WHAT IS NEEDED: Write out all the rows below word for word, but leave out the pictures.

GIVEN DATA:
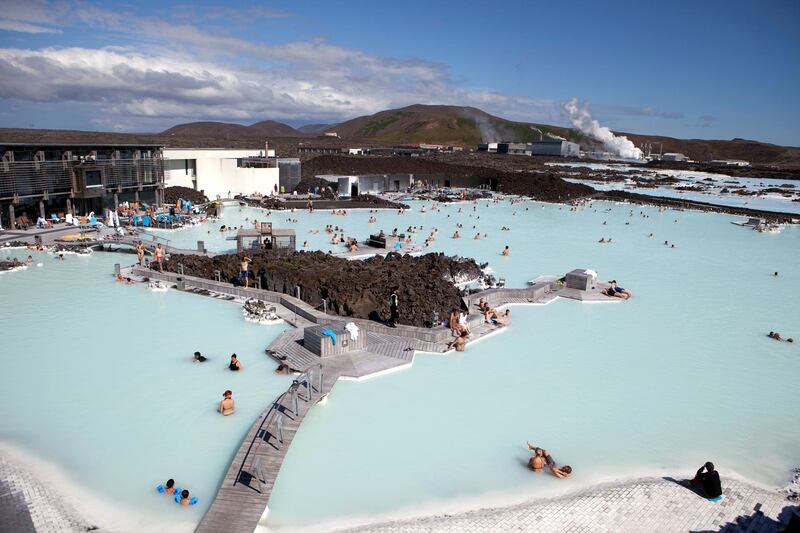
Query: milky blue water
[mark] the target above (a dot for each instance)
(98, 380)
(711, 192)
(680, 374)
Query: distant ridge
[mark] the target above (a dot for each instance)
(265, 128)
(315, 129)
(415, 124)
(441, 124)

OUTPUT:
Query: milky blue water
[mark] the target above (a dot for each instance)
(98, 380)
(711, 192)
(680, 374)
Query: distant ridge
[mark] the target above (a dot for each instance)
(265, 128)
(315, 129)
(415, 124)
(441, 124)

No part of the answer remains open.